**Instructions for the task**
Rewrite all of the data below as a numbered list with no blank lines, and leave out the pictures.

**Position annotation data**
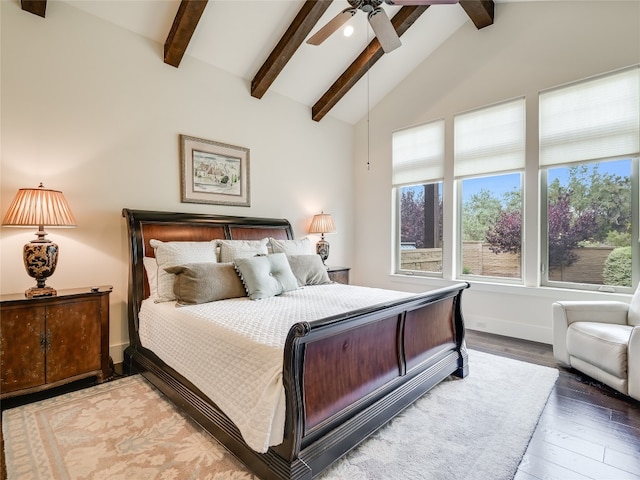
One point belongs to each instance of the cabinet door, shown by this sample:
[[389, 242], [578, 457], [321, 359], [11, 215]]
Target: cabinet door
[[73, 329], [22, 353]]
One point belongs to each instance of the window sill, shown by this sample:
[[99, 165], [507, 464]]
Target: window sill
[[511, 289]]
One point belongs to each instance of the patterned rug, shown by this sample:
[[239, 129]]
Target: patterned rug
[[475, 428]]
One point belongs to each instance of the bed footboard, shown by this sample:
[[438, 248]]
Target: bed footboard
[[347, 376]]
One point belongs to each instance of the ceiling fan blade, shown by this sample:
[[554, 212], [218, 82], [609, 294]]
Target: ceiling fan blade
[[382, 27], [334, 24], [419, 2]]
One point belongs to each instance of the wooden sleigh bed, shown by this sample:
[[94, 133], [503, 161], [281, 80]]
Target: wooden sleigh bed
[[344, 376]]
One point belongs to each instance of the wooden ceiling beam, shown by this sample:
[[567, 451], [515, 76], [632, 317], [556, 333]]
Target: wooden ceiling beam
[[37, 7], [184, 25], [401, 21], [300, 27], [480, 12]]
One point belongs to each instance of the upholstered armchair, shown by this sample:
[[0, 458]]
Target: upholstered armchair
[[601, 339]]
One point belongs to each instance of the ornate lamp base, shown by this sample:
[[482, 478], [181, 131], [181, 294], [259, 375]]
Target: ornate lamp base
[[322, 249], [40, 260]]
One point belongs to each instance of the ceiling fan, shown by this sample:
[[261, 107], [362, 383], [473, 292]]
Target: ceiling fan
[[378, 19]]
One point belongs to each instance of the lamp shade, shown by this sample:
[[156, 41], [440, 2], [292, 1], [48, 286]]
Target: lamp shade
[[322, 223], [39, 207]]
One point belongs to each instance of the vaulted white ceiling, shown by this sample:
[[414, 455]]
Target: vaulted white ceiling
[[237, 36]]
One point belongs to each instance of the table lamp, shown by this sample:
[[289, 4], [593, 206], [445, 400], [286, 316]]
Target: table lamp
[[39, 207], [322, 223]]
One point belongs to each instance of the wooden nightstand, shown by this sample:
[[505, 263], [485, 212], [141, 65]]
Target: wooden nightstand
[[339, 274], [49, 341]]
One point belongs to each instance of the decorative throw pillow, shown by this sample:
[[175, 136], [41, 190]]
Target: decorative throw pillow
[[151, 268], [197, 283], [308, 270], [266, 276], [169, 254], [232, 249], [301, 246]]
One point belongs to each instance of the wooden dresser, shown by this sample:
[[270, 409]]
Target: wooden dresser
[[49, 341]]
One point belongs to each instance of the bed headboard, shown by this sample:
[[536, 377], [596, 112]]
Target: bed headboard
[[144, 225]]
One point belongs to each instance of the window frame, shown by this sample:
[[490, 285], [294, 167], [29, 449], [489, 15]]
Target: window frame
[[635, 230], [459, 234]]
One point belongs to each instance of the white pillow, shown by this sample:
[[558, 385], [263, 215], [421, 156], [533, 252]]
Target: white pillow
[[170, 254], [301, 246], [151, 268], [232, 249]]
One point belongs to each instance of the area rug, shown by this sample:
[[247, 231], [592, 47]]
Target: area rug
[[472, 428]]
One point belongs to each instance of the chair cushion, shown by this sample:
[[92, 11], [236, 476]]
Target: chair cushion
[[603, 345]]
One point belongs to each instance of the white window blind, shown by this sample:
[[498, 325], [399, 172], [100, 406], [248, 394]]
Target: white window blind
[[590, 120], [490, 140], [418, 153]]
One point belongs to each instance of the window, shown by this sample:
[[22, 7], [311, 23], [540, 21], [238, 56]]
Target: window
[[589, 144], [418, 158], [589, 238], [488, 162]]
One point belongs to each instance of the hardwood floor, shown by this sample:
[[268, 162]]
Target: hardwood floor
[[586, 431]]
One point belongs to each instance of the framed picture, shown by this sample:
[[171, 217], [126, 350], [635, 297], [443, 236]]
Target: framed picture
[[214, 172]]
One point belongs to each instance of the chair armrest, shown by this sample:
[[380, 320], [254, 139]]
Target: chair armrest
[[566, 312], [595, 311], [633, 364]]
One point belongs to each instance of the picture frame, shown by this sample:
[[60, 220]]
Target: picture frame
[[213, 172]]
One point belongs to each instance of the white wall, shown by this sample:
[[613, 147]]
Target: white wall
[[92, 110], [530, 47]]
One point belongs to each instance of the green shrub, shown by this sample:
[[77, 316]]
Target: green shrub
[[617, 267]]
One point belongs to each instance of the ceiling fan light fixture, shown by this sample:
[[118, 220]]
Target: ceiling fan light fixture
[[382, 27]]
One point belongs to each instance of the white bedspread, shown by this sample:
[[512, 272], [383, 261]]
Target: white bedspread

**Task result**
1. One point belongs to each instance of the cabinet door, shown by this sample:
2. [[389, 242], [578, 457], [321, 359], [11, 215]]
3. Target: cabinet door
4. [[73, 329], [22, 353]]
5. One point belongs to each instance of the window sill, shown by this sample:
6. [[99, 165], [507, 464]]
7. Target: window sill
8. [[511, 289]]
9. One point belongs to each instance of the patterned rug, shown by this sample:
10. [[239, 129]]
11. Target: patterned rug
12. [[475, 428]]
13. One point belongs to each instance of the bed footboard, shown by this sample:
14. [[438, 248]]
15. Target: bed footboard
16. [[347, 376]]
17. One point belongs to each instance of the ceiling fan blade, shown by this sample:
18. [[554, 212], [218, 82], [609, 294]]
19. Target: ceiling fan blade
20. [[382, 27], [334, 24], [419, 2]]
21. One point belongs to each instance of the wooden sleigh bed, shown by this sample:
22. [[94, 133], [503, 161], [281, 80]]
23. Target: wooden sleigh bed
24. [[344, 376]]
25. One point belongs to each instance of the wooden ceiling beam, shown by this sample:
26. [[567, 451], [515, 76], [632, 317], [556, 333]]
27. Target: wooden ceiling beam
28. [[37, 7], [184, 25], [401, 21], [300, 27], [480, 12]]
29. One point belongs to each instance of the upholstered armchair, shown by this sample:
30. [[0, 458]]
31. Target: upholstered armchair
32. [[601, 339]]
33. One point belongs to each instance of the ornate lamp base, shown by this sample:
34. [[482, 478], [181, 131], [181, 294], [259, 375]]
35. Target: ornate lamp base
36. [[322, 249], [40, 260]]
37. One point belongs to each instance of the ceiling fan, shown by this sample:
38. [[261, 107], [362, 383], [473, 292]]
39. Target: ceiling fan
40. [[378, 19]]
41. One point belongs to each instance of the lamp shade, shown by this sample:
42. [[156, 41], [440, 2], [292, 1], [48, 286]]
43. Target: lamp shade
44. [[322, 223], [39, 207]]
45. One point belongs to each instance of the vaulted white ceiling, shown by this sample:
46. [[414, 455]]
47. Target: vaulted white ceiling
48. [[237, 36]]
49. One point belongs to each instance of the table lamp, shown by this sample:
50. [[289, 4], [593, 206], [445, 400], [286, 316]]
51. Target: table lamp
52. [[39, 207], [322, 223]]
53. One point belongs to each instance of the wooden nightstand, shown by this sample:
54. [[505, 263], [485, 212], [141, 65]]
55. Target: wooden nightstand
56. [[339, 274], [49, 341]]
57. One point belongs to each instance of the decorative throw pillow, shown by this sample:
58. [[175, 136], [41, 190]]
59. Target: decorative throw pillow
60. [[151, 268], [197, 283], [308, 270], [266, 276], [169, 254], [232, 249], [301, 246]]
61. One point belongs to each instance of the wooden dresser, shown by this sample:
62. [[270, 409]]
63. Target: wooden dresser
64. [[49, 341]]
65. One point belongs to each instance of the bed headboard, shown by this sample:
66. [[536, 377], [596, 112]]
67. Target: bed headboard
68. [[144, 225]]
69. One point belongs to each instance of the window frame, shown by this sample:
70. [[490, 285], [294, 167], [29, 449], [489, 15]]
71. Target: window frame
72. [[635, 230], [459, 234]]
73. One point belongs to each instance of the white pillow, shown by this sample:
74. [[558, 385], [263, 215], [421, 156], [533, 252]]
75. Target: white pillow
76. [[170, 254], [301, 246], [151, 268], [232, 249]]
77. One point belongs to each instance of the area rug, shown by this sample:
78. [[247, 231], [592, 47]]
79. Target: area rug
80. [[472, 428]]
81. One point belongs to each instance of the chair cushion, shown by this sample:
82. [[92, 11], [236, 476]]
83. Target: chair cushion
84. [[603, 345]]
85. One point belongs to each instance of the white window blind, shown by this sample:
86. [[498, 325], [399, 172], [100, 406], [248, 394]]
87. Target: white window blind
88. [[590, 120], [490, 140], [418, 153]]
89. One point belongs to each instance of the window, shown by this sample:
90. [[22, 7], [311, 23], [540, 21], [238, 56]]
91. Target: window
92. [[589, 144], [418, 158], [589, 238], [488, 162]]
93. One point belongs to each instance of the hardwood floor, shown by this sample:
94. [[268, 162]]
95. Target: hardwood floor
96. [[586, 431]]
97. One point belongs to each instance of the framed picture, shown by this sample:
98. [[171, 217], [126, 350], [635, 297], [443, 236]]
99. Target: framed picture
100. [[214, 172]]
101. One point belongs to each instance of the chair armrest, shown by this sample:
102. [[380, 320], [254, 139]]
103. Target: chair armrest
104. [[566, 312], [595, 311], [633, 364]]
105. One point belongs to each instance of the picture frame, shown by this sample:
106. [[60, 220]]
107. Target: picture frame
108. [[213, 172]]
109. One point belongs to each instance of the white wall, shown by this sample:
110. [[613, 147]]
111. Target: white wall
112. [[92, 110], [530, 47]]
113. One point belongs to each instance of the green shrub, shown by this sample:
114. [[77, 316]]
115. Target: green shrub
116. [[617, 267]]
117. One point belongs to each instance of the ceiling fan light fixture, shown by this sample:
118. [[118, 220]]
119. Target: ceiling fan light fixture
120. [[382, 27]]
121. One point belongs to each instance of the white bedspread, shown by this sample:
122. [[512, 272], [383, 261]]
123. Target: white bedspread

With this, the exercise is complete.